> [Work instructions]
Extract the line that contains "[point] every instance of the background" and every line after it to the end of the records below, exactly as written and nothing else.

> [Supplied material]
— begin —
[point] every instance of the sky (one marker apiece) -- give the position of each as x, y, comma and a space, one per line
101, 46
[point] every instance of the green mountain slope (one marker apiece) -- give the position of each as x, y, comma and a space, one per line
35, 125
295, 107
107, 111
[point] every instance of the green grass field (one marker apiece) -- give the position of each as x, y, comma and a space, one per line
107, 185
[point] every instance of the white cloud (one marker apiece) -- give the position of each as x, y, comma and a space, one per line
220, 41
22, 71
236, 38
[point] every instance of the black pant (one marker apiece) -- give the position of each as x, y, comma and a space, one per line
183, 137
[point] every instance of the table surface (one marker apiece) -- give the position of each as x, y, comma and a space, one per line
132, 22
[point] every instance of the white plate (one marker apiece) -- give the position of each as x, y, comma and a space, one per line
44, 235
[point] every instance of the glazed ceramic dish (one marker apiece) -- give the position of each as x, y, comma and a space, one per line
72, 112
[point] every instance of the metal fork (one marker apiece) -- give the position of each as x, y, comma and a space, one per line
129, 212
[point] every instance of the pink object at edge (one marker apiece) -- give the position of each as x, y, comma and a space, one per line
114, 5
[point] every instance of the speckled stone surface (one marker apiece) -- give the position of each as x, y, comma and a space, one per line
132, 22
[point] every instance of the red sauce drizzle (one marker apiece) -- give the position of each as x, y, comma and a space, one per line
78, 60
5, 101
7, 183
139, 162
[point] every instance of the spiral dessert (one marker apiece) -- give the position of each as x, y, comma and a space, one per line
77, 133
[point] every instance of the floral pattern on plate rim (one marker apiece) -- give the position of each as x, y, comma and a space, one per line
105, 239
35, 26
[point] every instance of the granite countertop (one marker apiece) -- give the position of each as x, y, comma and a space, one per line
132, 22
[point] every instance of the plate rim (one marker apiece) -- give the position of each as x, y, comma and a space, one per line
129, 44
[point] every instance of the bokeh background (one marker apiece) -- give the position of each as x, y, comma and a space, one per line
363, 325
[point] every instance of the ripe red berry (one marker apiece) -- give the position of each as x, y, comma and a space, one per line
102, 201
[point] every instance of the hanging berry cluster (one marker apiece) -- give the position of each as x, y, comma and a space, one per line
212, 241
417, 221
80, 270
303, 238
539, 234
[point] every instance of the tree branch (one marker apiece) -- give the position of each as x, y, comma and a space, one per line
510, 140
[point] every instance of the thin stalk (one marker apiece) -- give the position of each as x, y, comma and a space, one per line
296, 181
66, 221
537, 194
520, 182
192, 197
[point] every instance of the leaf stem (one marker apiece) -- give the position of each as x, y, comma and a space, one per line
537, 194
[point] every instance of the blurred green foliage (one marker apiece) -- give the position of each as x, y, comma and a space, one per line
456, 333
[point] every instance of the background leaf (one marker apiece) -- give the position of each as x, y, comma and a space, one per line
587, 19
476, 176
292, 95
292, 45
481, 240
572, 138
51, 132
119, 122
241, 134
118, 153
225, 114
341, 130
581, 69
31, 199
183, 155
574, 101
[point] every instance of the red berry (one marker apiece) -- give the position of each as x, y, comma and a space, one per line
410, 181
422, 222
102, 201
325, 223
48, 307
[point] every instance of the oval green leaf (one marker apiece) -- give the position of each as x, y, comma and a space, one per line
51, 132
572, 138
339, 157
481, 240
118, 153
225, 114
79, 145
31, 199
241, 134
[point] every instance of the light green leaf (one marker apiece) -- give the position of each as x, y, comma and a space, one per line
— end —
> [Full solution]
[point] every instance of the background leaf (one marker apiece) -- give the position of each as x, y, comma and a space, one per line
587, 19
476, 176
292, 95
292, 45
481, 240
572, 138
51, 132
119, 122
241, 134
118, 153
225, 114
341, 130
581, 69
31, 199
183, 155
574, 101
[point] every instance of the red berry (one marker apiece) -- give the position of each as x, y, comma and a space, one per line
410, 181
422, 222
102, 201
325, 223
48, 307
[point] every instance of the oval green leaf (one marker apiece) -- give the position of each as x, y, comma and a space, one per line
51, 132
572, 138
339, 157
481, 240
118, 153
225, 114
79, 145
31, 199
241, 134
[point] every instance of the light green leaf (one marker apiece) -- give the position of each as x, y, comma and a space, one per line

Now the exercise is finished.